[Required work]: Set down the line that contains "Could you please point out the white building" and every line after it to the end of the entries, exactly as they stand and nothing more.

[Task input]:
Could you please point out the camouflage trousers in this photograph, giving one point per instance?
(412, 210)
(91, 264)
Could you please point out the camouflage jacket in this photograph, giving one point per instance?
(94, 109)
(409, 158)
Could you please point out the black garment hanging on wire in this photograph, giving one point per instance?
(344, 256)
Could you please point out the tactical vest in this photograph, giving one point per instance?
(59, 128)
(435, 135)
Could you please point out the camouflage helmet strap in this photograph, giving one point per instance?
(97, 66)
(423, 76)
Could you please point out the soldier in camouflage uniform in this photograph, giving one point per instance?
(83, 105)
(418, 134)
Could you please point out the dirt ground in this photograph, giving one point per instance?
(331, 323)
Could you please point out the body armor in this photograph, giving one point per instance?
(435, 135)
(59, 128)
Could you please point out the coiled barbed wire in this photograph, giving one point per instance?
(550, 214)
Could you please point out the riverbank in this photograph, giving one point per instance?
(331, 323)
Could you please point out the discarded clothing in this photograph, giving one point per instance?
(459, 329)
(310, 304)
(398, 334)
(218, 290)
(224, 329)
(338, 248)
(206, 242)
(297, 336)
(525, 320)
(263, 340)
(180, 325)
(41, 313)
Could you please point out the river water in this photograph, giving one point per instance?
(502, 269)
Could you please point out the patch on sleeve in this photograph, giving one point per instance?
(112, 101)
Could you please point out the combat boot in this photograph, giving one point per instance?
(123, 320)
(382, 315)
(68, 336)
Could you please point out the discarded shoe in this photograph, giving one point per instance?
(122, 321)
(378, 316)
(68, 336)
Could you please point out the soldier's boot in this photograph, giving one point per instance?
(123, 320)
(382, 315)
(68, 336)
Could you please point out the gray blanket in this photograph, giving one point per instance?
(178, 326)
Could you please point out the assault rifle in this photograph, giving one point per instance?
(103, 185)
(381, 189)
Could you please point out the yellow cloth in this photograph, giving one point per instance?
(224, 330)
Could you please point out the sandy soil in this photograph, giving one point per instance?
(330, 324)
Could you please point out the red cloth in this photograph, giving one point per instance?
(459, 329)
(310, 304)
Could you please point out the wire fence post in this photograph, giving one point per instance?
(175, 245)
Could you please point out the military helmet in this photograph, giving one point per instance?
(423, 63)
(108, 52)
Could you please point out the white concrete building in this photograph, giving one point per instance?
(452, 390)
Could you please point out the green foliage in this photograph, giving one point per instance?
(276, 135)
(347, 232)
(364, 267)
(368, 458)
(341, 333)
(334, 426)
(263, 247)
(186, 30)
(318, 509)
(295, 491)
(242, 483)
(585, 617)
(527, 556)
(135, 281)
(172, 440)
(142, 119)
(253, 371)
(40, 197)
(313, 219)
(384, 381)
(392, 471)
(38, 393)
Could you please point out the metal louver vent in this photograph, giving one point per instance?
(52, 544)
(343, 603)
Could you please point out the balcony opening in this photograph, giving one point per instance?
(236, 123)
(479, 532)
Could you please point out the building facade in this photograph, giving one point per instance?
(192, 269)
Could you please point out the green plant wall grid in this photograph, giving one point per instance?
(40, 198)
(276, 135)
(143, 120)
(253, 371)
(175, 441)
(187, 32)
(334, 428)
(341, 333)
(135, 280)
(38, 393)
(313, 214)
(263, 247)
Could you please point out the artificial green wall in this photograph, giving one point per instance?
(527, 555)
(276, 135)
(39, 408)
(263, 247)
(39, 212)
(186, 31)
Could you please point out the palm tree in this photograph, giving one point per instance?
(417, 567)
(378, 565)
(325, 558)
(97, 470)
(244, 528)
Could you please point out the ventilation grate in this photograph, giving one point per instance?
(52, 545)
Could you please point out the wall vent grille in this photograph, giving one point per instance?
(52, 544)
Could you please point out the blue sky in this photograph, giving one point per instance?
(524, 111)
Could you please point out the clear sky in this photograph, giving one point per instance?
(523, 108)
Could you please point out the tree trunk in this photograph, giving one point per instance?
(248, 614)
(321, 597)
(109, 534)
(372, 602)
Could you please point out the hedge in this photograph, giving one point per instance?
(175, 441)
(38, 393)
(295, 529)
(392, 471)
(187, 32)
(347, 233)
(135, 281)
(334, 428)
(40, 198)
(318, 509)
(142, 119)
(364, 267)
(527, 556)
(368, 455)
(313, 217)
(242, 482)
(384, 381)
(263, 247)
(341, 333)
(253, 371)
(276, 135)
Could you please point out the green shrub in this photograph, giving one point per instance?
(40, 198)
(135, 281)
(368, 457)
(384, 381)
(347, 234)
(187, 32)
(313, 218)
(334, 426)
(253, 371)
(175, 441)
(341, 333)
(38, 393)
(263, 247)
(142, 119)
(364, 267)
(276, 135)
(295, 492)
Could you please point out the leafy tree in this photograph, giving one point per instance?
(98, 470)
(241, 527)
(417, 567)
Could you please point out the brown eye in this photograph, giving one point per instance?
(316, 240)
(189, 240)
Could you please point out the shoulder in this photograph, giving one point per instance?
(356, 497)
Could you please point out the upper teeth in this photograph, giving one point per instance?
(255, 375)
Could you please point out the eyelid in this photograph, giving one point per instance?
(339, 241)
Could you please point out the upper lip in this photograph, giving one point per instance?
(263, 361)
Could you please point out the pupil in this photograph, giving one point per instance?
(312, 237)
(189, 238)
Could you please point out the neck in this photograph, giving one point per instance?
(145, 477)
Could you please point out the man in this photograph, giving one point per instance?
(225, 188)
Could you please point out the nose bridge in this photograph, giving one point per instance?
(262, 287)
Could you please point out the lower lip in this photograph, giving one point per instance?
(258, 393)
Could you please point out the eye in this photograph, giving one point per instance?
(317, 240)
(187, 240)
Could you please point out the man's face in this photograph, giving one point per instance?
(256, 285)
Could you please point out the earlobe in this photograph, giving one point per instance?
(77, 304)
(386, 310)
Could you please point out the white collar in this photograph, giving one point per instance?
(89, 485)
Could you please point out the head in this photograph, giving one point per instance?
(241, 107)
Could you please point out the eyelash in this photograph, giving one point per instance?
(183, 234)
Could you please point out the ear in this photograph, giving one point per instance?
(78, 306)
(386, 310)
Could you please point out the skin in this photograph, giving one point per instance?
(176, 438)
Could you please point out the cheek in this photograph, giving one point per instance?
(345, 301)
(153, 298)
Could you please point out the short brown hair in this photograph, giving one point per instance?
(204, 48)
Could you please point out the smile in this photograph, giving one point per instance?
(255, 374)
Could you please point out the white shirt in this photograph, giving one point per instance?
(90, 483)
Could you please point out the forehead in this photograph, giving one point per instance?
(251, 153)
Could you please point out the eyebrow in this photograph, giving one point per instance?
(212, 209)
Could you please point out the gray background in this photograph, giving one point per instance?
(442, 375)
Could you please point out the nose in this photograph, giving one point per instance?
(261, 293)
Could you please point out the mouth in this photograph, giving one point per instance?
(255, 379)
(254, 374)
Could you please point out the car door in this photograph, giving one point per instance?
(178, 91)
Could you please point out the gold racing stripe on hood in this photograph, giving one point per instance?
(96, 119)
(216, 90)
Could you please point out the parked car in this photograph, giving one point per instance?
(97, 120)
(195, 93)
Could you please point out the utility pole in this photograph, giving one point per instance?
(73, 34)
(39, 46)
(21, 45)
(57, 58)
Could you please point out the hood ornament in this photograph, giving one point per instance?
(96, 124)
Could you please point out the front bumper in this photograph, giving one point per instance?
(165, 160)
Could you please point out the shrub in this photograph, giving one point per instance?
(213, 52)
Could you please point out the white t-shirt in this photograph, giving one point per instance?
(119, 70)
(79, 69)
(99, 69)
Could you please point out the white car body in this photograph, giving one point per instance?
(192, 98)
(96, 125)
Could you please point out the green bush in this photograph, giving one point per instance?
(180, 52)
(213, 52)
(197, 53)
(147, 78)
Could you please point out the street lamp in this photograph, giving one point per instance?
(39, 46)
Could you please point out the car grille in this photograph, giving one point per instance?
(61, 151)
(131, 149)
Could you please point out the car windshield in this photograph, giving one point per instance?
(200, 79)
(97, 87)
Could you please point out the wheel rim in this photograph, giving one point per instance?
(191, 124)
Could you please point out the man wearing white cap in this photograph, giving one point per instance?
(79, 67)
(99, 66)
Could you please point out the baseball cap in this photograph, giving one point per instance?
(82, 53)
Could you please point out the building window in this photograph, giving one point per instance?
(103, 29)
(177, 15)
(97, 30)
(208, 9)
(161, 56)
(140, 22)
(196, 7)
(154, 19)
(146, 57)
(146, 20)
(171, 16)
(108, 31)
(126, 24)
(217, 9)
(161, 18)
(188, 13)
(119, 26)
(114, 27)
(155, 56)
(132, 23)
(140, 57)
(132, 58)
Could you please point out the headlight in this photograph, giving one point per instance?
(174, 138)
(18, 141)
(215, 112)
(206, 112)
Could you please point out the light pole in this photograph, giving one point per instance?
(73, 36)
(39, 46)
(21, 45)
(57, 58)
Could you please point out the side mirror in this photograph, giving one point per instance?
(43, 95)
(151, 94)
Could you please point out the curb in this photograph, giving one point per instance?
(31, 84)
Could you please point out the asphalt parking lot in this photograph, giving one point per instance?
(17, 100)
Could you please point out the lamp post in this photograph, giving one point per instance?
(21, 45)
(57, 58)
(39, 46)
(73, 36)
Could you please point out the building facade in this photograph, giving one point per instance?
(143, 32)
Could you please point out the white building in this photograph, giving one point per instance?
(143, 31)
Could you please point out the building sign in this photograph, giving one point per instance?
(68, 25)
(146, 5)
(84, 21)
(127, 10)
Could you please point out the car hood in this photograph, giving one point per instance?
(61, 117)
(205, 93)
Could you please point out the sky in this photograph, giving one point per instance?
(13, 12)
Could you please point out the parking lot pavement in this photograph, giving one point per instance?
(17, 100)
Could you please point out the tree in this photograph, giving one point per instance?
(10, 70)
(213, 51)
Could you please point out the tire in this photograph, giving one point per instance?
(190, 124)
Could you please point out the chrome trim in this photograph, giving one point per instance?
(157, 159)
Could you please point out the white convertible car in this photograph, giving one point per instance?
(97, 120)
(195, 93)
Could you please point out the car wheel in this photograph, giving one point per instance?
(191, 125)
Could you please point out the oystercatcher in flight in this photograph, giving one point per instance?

[Response]:
Could you please point out the white building in this photograph, giving one point per instance?
(143, 31)
Could you please point out the building sign in this photograph, giving one point per instance?
(68, 25)
(146, 5)
(84, 21)
(127, 10)
Could you please point out the car hood in this photograph, giving one point per instance?
(61, 117)
(205, 93)
Could you please point out the sky in this photograph, giving one point per instance?
(13, 12)
Could you please point out the parking lot pavement in this photograph, giving one point per instance?
(17, 100)
Could you please point out the tree in this photograph, giving one point per instance?
(10, 70)
(213, 51)
Could you please point out the tire in this photograph, giving one point per instance?
(190, 124)
Could you please point out the chrome trim in this photograph, giving one point per instance?
(157, 159)
Could you please point out the white convertible car in this photograph, giving one point per instance?
(97, 120)
(195, 93)
Could you please point out the car wheel in this photograph, giving one point per instance?
(191, 125)
Could you please point out the oystercatcher in flight in this photograph, giving one point per instance?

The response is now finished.